**原文节选:**
________________________________________

建兴五年,北伐开始。诸葛亮率领大军开往汉中,出发之时,他写了一封十分令人感动的表,不仅感动了“后主”刘禅,而 且也感动了一千七百多年以来很多的人,使得他们也成为忠臣义士。
诸葛亮这一次北伐,是颇有计划的行动。他不仅策动了西边的天水、南安、安定三个郡的吏民,一致对他响应;而且在东边约好了已经降附了魏国的孟达,在新城郡反正。
新城郡名为一个郡,实际上是房陵、上庸、西城三个郡所合并。地域包括今天湖北省西北部,与陕西南部的一部分。
诸葛亮是在建兴五年,把十万大军移到汉中,于建兴六年春天声东击西,以一部兵力交给赵云与邓芝守住陕西宝鸡东南四十里的箕谷,自己率领主力攻打(甘肃西和县西北的)祁山。
祁山是魏方在西边的军事重镇,正如它在东边的“合肥新城”。位于合肥新城及祁山之间的另一重镇是襄阳。
诸葛亮的部队,据陈寿说,是“戎阵整齐,赏罚肃而号令明”。不仅魏方的祁山守将张郃感觉到吃不消,魏明帝曹叡也认为必须自己御驾亲征,从洛阳来到长安坐镇。

________________________________________

**任务说明:** 请从上文关于诸葛亮北伐的原文最后一句之后接着往下写。

________________________________________

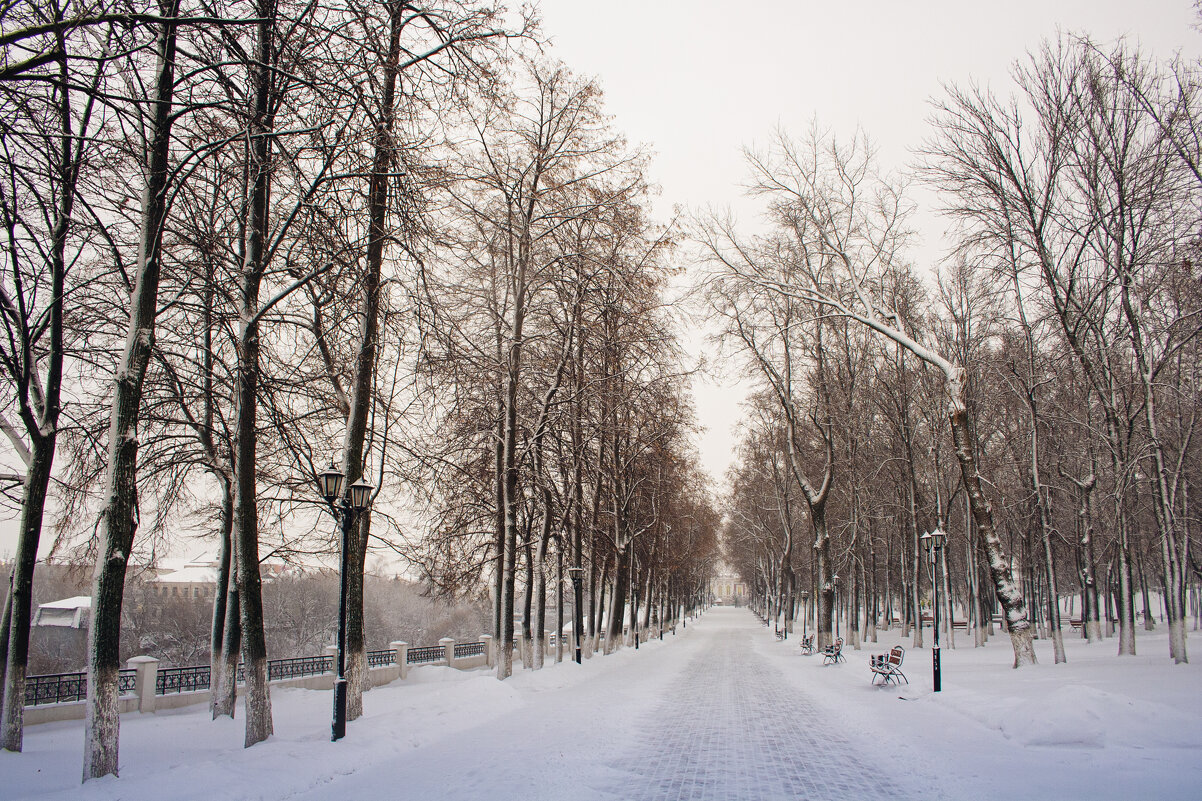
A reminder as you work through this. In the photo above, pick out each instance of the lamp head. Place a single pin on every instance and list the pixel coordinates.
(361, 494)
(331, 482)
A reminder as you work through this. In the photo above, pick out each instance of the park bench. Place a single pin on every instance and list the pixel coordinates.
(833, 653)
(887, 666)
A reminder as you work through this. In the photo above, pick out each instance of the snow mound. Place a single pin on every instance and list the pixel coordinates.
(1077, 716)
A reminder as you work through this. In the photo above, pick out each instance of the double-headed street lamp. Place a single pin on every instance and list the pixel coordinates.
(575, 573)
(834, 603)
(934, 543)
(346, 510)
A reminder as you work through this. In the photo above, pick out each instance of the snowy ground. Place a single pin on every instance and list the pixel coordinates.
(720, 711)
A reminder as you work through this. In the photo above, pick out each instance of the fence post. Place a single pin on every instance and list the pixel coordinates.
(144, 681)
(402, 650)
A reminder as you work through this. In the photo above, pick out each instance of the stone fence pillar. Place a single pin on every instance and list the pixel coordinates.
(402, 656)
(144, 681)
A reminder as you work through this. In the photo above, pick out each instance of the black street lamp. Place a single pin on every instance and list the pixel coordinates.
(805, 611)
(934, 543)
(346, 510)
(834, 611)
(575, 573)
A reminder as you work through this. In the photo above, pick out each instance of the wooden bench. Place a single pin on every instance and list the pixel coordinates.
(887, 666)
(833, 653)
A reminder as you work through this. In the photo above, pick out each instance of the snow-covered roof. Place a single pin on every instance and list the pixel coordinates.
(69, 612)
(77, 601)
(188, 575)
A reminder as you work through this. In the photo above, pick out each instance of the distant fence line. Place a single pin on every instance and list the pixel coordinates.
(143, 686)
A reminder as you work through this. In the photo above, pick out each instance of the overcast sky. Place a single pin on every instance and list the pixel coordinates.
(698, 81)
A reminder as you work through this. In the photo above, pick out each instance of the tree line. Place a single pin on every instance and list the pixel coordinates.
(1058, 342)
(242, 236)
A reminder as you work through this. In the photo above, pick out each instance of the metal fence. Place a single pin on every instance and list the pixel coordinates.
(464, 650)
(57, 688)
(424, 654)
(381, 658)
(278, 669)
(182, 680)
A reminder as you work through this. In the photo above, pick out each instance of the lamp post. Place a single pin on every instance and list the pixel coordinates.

________________________________________

**任务回答:**
诸葛亮一时攻不下祁山,但是祁山后面的南安郡、天水郡与安定郡,这三郡的官吏与老百姓都一致响应了诸葛亮的北伐军反魏归汉,换了旌旗。
这是诸葛亮第一次出兵祁山(他一共出了两次祁山;演义过甚其辞,说他“六出祁山)。这第一次的祁山之役,诸葛亮本可以获得全胜;可惜,前锋官马谡,在(今天秦安县东北的)街亭镇败在张郃之手。
马谡战败的经过,依照《三国志·蜀书·王平传》,是这样的马谡“舍水上山,举措烦扰”。王平以裨将军的身份,向他一连规劝了好几次,马谡固执己见,不肯采纳。结果,魏军来了,把马谡所指挥的部队一齐围困在山上。部队没有水喝,军心瓦解,小有挫败,便一哄而散。
只剩下王平所直接控制的一千多人,竭力 “鸣鼓自持”。魏军以为马谡有埋伏,而不再恋战,收兵而去。王平以他的一千多人为基础、慢慢地招集了其他各单位的溃兵,整军而退。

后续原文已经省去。